◆ **SELECTED PASSAGE**
****************
Friday, August 24, 2007


let me start out by saying that this was one of the best possible assignments i've seen come across the desk at this paper.

so even though i wasn't on this weekend, i couldn't pass up the chance to photograph lucha libre mexicana, right here in stockton. first time for stockton, first time for me.

keeping this post short... hell, it's lucha libre. the pictures tell the story.

the famous incognito.

lucha is a tiring sport to watch.

plus a link to the multimedia piece i helped out on.

...and now enlow can get off my ass about posting these photos.

Sunday, August 19, 2007


the ability to sleep has evaded me so much lately.

maybe it's the night shift. or maybe it's the constant melody of car alarms and neighbors screaming.

either way, i can't close my eyes for more than a couple hours a night.

and i don't know if it's the lack of sleep making me lethargic at work, or the constant anxiety that i can't seem to make a good photograph on assignment that keeps me in this creative slump. every day, every situation, i pick up that photo request at work, grab my camera, and my stomach clenches up. i smoke a cigarette, waste as much time as possible, and at the last second i race to the assignment, hoping i haven't missed anything, but secretly wishing i have just so i won't have to shoot. even for the most visual, simple shoots, it scares me stupid.
****************
◆ **WHAT TO WORK ON**
In the blog post, what two possible reasons does the writer give for being unable to sleep?

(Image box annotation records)
****************
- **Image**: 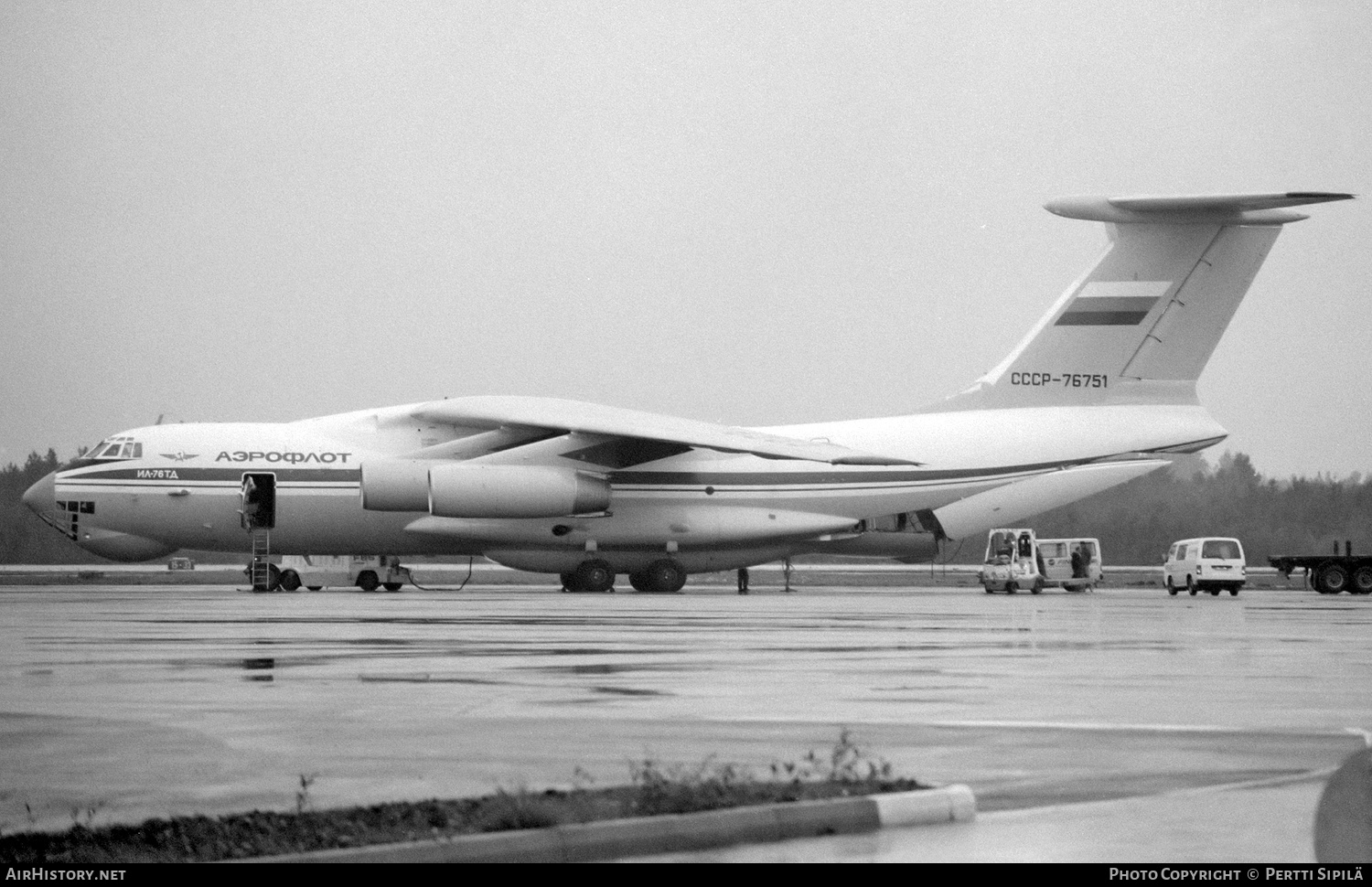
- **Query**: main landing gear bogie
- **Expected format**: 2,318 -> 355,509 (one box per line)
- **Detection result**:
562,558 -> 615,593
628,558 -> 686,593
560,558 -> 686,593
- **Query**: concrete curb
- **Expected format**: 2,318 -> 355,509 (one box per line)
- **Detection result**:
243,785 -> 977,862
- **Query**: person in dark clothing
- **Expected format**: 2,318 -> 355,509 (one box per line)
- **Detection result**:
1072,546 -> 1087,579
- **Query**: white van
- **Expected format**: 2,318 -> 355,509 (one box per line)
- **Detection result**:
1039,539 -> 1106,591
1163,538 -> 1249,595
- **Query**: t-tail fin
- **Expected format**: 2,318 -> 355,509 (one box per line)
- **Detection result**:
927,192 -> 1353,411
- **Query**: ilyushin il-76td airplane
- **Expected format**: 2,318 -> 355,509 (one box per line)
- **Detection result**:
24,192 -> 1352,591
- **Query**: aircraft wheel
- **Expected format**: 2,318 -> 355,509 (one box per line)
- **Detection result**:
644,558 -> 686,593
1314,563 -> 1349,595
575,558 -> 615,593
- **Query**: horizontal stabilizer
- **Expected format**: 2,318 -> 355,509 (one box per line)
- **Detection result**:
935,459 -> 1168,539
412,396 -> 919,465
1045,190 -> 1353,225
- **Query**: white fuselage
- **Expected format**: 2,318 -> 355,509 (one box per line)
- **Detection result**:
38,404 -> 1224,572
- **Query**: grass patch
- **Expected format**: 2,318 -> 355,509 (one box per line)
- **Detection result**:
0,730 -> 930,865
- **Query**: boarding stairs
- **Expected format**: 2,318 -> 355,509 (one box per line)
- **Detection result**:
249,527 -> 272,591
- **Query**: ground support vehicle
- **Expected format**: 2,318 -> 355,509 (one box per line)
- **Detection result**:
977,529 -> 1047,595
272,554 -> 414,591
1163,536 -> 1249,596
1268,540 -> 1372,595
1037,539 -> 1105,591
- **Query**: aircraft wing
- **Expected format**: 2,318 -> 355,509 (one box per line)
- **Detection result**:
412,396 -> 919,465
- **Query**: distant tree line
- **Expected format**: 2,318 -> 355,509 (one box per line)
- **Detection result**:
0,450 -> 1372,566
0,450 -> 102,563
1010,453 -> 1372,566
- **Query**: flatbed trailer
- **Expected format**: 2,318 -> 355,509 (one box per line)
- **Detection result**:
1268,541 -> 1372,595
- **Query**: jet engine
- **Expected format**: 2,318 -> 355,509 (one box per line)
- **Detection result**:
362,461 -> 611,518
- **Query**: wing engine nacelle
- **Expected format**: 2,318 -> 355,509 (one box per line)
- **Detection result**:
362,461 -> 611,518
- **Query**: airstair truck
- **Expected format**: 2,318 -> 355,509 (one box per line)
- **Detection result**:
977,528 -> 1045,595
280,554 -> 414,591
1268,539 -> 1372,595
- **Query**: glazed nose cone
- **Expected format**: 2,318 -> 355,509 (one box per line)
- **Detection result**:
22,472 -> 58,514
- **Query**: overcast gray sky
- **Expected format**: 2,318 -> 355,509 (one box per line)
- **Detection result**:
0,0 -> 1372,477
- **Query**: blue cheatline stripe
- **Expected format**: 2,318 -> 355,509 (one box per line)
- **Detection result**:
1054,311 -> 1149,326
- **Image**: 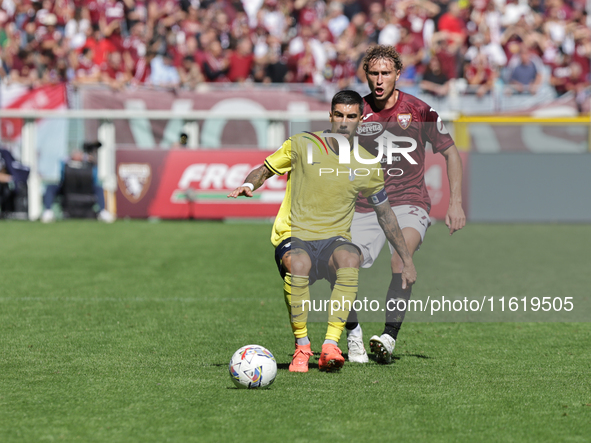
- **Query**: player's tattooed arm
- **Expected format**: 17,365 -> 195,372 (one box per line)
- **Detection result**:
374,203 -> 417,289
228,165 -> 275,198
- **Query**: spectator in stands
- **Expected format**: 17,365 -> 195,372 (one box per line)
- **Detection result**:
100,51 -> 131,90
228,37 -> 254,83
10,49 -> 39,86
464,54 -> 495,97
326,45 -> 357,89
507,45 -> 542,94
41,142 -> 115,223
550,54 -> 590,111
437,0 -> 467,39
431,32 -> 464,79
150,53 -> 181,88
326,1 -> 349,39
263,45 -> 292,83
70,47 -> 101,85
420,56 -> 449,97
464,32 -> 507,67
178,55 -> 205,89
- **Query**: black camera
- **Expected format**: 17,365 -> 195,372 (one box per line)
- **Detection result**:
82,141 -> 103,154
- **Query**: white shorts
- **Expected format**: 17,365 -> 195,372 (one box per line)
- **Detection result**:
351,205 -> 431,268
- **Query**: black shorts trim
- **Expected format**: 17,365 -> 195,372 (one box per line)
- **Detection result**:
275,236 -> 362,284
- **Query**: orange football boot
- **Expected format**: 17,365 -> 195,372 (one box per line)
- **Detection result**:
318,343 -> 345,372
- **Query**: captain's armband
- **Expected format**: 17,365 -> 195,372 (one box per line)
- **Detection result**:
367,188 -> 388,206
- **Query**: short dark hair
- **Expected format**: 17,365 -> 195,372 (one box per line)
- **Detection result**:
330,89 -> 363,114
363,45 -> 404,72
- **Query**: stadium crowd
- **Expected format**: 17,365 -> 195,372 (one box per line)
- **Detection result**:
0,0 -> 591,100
****************
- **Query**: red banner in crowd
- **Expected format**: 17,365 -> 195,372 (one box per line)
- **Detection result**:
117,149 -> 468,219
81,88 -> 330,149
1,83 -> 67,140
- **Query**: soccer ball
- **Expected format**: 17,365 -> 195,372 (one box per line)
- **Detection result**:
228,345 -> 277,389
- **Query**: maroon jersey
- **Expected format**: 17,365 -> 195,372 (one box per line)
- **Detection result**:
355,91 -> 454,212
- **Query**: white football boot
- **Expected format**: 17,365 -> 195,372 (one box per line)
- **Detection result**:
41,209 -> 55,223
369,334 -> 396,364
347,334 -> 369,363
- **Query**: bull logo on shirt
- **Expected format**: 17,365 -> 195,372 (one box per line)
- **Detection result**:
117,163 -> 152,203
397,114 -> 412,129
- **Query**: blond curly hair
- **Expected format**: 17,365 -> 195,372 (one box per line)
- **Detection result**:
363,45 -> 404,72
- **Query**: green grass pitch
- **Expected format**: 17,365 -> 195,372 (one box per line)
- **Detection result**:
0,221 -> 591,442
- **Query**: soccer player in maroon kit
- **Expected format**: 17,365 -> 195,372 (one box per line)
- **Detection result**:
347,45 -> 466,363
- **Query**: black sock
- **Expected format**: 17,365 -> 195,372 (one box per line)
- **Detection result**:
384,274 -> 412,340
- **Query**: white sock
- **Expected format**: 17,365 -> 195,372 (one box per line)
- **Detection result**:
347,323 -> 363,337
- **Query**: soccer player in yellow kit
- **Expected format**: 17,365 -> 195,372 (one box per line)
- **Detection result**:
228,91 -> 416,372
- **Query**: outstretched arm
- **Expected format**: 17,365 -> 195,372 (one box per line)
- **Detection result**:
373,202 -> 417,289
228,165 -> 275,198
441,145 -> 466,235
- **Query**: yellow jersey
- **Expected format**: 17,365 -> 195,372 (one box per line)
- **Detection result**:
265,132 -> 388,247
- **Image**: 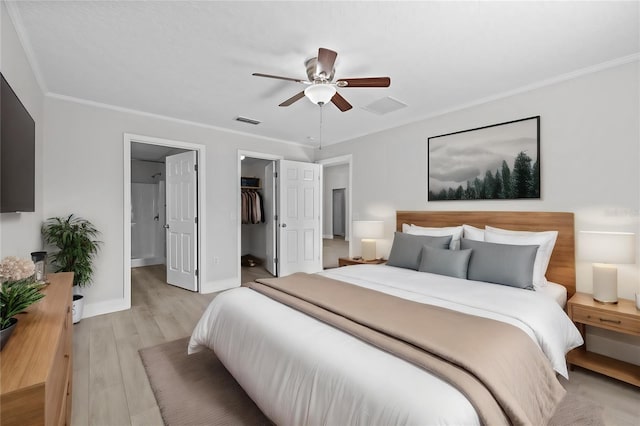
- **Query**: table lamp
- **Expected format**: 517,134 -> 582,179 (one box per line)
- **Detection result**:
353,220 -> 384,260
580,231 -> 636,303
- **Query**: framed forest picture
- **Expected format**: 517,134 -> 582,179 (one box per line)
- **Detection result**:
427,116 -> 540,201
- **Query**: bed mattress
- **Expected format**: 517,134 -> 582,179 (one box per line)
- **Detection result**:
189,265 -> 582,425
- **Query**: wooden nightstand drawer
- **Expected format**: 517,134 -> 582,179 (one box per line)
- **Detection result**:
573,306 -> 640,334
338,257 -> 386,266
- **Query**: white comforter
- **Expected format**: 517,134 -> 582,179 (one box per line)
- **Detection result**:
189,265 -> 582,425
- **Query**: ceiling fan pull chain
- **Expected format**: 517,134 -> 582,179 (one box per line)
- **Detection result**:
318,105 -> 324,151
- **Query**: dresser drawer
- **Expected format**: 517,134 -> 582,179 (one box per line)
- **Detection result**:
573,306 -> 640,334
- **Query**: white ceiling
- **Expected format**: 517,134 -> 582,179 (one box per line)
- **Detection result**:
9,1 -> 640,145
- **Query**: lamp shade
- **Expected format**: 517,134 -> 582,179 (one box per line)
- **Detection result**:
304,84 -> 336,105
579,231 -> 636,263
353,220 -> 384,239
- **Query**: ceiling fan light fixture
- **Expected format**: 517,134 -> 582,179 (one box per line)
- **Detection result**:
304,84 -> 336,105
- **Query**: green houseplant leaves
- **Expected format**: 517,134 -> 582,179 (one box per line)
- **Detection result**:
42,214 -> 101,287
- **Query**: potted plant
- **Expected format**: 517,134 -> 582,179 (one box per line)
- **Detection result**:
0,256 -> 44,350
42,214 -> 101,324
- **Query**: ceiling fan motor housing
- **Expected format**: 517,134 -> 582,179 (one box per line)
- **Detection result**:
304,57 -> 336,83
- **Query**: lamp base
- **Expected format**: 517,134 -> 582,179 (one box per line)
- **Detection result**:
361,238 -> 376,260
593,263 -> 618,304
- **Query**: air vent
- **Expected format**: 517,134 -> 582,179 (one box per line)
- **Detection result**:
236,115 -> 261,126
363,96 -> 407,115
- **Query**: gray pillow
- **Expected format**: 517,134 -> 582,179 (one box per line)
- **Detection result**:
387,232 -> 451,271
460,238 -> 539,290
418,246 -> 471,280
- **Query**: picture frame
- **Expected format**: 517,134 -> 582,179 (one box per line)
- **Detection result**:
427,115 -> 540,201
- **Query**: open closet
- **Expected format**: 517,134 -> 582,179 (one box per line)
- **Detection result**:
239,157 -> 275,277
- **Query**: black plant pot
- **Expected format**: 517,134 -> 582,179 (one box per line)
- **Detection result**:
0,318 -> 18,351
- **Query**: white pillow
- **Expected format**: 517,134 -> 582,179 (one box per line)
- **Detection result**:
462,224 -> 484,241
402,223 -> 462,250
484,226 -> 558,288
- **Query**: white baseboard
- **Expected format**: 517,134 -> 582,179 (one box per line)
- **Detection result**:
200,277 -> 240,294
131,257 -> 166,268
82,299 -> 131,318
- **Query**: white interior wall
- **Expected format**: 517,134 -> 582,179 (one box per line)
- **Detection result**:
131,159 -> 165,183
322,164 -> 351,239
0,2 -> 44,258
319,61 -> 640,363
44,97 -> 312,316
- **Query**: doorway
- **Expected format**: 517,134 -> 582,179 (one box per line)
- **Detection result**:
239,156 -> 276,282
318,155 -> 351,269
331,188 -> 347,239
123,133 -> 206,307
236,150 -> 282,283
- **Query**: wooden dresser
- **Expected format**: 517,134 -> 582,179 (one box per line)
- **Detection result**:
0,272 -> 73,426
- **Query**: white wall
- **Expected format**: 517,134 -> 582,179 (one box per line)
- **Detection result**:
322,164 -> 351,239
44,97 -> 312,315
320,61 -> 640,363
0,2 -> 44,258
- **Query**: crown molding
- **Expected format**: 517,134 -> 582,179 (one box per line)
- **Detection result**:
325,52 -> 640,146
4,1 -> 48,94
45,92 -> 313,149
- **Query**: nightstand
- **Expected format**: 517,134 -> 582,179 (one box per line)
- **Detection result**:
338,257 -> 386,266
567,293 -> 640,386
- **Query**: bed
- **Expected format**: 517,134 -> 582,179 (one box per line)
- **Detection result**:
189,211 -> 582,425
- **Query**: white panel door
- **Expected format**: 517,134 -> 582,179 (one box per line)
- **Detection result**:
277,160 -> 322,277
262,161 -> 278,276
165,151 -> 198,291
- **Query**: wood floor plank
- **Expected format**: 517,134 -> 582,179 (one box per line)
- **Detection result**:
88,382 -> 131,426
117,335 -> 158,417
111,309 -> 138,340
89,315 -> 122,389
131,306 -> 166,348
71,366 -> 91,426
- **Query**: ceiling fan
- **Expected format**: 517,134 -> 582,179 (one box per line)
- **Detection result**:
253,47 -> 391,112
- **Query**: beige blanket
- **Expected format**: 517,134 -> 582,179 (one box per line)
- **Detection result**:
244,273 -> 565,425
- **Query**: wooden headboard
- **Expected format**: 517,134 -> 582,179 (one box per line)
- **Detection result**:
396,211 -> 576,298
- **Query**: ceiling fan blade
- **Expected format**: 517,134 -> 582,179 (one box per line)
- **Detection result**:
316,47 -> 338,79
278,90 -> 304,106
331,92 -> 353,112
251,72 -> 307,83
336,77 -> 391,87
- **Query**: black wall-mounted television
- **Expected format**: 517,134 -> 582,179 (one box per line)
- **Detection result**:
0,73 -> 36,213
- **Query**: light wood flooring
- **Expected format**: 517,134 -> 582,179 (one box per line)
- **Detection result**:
****************
◆ **SOLUTION TO THE EXERCISE**
The night shift, or the constant melody of car alarms and neighbors screaming.